• Task statement
Edit the crypto market passage by copying it from the words "Jackson Hole Symposium Preview" through "down the economy." and replacing "theme" with "topic".

• Source passage
____________________

Stablecoin Flows in the Crypto Market
On-chain stablecoins saw a net outflow for the ninth consecutive week, with a significant outflow of $1.13 billion last week, marking the largest single-week outflow since April 2nd this year:
However, stablecoin balances within exchanges increased for the first time in two weeks, with a net increase of $240 million:
This Week's Focus
The main catalysts driving the market this week are Federal Reserve Chair Powell's speech at the Jackson Hole Economic Symposium on Friday and Nvidia's (NVDA) second-quarter earnings report on Wednesday.
Jackson Hole Symposium Preview
The Jackson Hole Symposium will be held from August 24th to 26th. This year's theme is "Structural Changes in the Global Economy," with a special focus on the strength of the global economy and potential inflation risks. The symposium may be a decisive moment, as the market will closely watch for signals from the Federal Reserve regarding expectations for higher neutral interest rates, as this could be interpreted as a hawkish stance, implying higher rates to slow down the economy.

____________________

(Referring expression data)
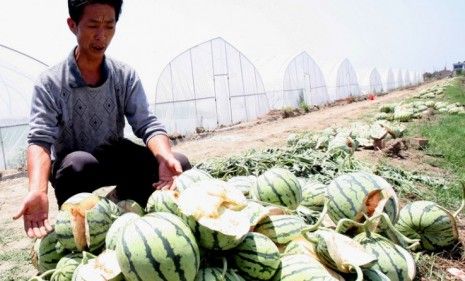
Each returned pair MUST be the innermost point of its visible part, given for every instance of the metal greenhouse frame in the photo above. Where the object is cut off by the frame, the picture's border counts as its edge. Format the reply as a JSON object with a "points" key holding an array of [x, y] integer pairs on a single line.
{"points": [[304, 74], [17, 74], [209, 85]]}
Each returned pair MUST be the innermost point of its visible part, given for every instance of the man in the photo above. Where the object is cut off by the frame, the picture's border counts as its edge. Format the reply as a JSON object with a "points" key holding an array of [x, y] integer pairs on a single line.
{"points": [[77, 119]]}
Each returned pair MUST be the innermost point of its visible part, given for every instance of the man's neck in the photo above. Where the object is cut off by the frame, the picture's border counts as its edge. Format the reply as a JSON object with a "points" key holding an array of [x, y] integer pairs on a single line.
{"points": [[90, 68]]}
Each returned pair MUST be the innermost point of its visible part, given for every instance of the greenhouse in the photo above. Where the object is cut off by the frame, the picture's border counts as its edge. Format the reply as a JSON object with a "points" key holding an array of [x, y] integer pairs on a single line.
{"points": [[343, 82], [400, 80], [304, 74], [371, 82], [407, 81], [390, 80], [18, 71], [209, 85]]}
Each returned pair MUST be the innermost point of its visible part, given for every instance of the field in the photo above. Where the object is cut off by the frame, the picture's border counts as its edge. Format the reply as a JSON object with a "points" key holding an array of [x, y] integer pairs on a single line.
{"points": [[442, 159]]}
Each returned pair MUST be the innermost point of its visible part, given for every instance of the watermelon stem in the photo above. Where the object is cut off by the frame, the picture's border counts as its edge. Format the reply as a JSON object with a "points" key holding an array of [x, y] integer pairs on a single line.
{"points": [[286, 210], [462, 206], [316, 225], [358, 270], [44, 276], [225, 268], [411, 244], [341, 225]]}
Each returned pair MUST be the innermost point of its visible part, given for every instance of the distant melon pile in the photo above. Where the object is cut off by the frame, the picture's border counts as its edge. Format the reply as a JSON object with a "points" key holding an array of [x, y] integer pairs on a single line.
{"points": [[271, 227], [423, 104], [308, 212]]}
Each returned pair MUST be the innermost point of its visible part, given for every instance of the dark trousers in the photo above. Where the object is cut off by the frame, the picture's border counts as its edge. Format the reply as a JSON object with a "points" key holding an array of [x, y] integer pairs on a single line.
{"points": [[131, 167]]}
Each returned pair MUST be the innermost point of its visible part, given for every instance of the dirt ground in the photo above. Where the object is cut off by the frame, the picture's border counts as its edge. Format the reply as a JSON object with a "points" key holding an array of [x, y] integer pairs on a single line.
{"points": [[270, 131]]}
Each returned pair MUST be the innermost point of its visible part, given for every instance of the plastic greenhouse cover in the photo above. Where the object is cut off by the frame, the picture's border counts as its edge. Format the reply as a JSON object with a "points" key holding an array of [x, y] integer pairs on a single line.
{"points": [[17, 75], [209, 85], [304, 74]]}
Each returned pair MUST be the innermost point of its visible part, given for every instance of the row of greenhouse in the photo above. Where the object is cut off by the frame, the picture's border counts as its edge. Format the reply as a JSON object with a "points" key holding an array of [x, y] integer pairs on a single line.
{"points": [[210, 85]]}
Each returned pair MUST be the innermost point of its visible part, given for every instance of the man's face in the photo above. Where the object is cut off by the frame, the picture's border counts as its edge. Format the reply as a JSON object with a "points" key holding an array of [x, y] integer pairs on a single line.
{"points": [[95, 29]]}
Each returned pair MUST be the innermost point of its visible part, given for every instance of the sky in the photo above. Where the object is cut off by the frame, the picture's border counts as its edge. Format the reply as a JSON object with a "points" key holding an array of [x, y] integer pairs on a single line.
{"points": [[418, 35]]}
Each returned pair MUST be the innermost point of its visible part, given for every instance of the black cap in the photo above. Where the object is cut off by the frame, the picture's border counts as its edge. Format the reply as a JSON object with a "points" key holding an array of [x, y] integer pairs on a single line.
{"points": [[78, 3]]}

____________________

• Reply to the task
Jackson Hole Symposium Preview
The Jackson Hole Symposium will be held from August 24th to 26th. This year's topic is "Structural Changes in the Global Economy," with a special focus on the strength of the global economy and potential inflation risks. The symposium may be a decisive moment, as the market will closely watch for signals from the Federal Reserve regarding expectations for higher neutral interest rates, as this could be interpreted as a hawkish stance, implying higher rates to slow down the economy.